*Work to complete*
(a) Summarize the passage on Jacob's name in three sentences.
(b) From the passage on Jacob's name, extract the text from "One Biblical renaming" up to and including "and extensive flocks.".

*Selected excerpt*
========
One Biblical renaming by God was a sign of transformation of character as well as calling.  The second of Isaac’s twin sons to be born came out holding onto his brother Esau’s heel, and was named Jacob, which can mean ‘to follow’ or ‘to be behind’, but can also mean ‘to supplant’.  While the first meaning was literally true, the second meaning described the Biblical Jacob in the first part of his life.  You may recall how he craftily stole his brother’s right as the firstborn by getting the macho (but not very bright) Esau, hungry and tired after a day’s hunting, to give it up in return for some savoury stew.  Jacob then, with his doting mother’s connivance, tricked his very elderly and blind father into giving him the blessing for the first born.  He then fled from Esau’s vengeance and spent many years in exile, acquiring wives, children, servants and extensive flocks.
========
(Items listed in a dataset)

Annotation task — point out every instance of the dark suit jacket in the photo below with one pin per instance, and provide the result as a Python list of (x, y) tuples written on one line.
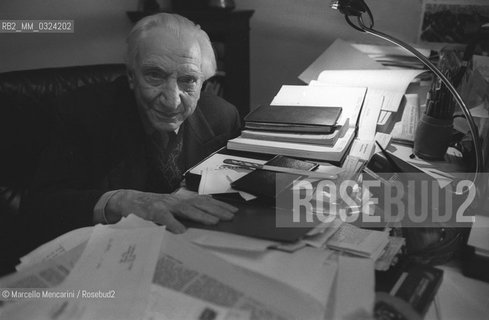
[(99, 147)]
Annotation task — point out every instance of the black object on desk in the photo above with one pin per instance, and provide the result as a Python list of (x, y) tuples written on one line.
[(255, 218), (269, 184), (297, 119), (417, 284)]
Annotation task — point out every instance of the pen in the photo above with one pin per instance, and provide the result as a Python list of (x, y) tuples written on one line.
[(254, 165), (393, 164)]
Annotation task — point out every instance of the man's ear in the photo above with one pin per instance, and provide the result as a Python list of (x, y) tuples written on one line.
[(130, 78)]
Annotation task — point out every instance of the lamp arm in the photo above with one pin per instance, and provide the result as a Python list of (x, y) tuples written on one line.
[(451, 88)]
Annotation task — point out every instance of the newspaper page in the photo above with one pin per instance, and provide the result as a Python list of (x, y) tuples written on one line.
[(111, 279), (188, 269)]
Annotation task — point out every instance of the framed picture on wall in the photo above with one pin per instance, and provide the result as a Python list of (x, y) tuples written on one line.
[(452, 21)]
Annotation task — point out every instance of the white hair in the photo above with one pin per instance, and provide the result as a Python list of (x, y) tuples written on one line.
[(177, 25)]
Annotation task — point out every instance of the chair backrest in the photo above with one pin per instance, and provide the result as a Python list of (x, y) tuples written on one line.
[(26, 117)]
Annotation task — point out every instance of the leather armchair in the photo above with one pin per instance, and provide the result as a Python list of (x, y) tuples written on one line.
[(26, 117), (26, 122)]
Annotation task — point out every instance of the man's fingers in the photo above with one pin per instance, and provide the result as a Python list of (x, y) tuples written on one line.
[(214, 208), (172, 224)]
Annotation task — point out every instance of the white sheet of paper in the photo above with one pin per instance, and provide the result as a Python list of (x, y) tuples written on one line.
[(216, 161), (372, 50), (122, 260), (214, 181), (479, 234), (384, 139), (339, 55), (199, 273), (307, 269), (362, 149), (224, 240), (369, 117), (56, 247), (355, 288), (406, 128), (167, 304), (117, 263), (391, 83), (69, 240)]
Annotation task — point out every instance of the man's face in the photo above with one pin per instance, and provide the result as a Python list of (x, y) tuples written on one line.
[(166, 79)]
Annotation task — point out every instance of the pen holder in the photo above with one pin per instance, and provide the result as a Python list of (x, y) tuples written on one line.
[(432, 138)]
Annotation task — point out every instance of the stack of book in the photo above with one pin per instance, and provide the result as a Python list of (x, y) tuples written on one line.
[(304, 121)]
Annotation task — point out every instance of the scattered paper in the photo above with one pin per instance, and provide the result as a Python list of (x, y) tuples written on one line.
[(405, 129), (224, 240), (215, 181), (166, 304), (362, 149), (216, 161), (340, 55), (355, 288), (392, 84), (383, 139), (390, 253), (370, 114)]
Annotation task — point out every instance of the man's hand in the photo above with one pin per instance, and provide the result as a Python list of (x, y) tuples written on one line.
[(163, 209)]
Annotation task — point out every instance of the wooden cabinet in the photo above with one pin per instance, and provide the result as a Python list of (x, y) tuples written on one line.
[(229, 32)]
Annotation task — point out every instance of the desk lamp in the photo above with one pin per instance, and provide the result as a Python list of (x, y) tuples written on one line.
[(358, 8)]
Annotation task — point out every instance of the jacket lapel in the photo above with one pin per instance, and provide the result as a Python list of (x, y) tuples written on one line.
[(200, 139)]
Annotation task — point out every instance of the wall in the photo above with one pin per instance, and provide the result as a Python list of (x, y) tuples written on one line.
[(286, 35), (99, 37)]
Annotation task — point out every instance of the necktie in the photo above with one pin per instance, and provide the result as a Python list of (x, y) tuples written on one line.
[(165, 172)]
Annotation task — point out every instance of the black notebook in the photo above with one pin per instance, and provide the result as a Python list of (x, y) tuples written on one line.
[(302, 119), (269, 184)]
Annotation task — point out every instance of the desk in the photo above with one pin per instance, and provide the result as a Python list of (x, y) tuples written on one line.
[(459, 297)]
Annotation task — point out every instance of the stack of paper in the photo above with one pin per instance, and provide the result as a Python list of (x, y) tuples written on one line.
[(326, 147), (362, 242), (137, 270), (479, 236)]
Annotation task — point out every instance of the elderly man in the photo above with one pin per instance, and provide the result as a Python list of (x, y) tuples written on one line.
[(122, 147)]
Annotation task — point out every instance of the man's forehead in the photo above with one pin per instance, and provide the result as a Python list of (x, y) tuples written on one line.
[(170, 42)]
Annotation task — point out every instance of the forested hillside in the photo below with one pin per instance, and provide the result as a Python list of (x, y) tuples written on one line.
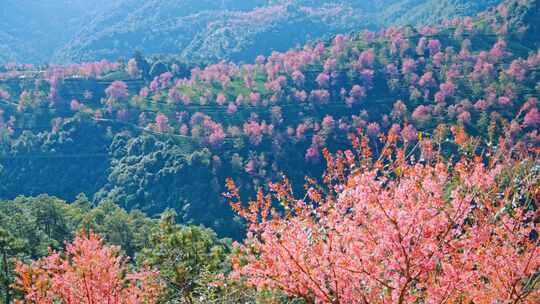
========
*Solution list*
(a) A Biblical renaming by God is described as a sign of transformation of character as well as calling. Jacob, the second of Isaac's twin sons, was born holding Esau's heel, and his name can mean "to follow" or "to be behind" but also "to supplant," which described him in the first part of his life. He craftily got Esau to give up the right of the firstborn for stew, then, with his mother's connivance, tricked his blind father into giving him the firstborn's blessing, and finally fled into years of exile, where he acquired wives, children, servants and extensive flocks.

(b)
One Biblical renaming by God was a sign of transformation of character as well as calling.  The second of Isaac’s twin sons to be born came out holding onto his brother Esau’s heel, and was named Jacob, which can mean ‘to follow’ or ‘to be behind’, but can also mean ‘to supplant’.  While the first meaning was literally true, the second meaning described the Biblical Jacob in the first part of his life.  You may recall how he craftily stole his brother’s right as the firstborn by getting the macho (but not very bright) Esau, hungry and tired after a day’s hunting, to give it up in return for some savoury stew.  Jacob then, with his doting mother’s connivance, tricked his very elderly and blind father into giving him the blessing for the first born.  He then fled from Esau’s vengeance and spent many years in exile, acquiring wives, children, servants and extensive flocks.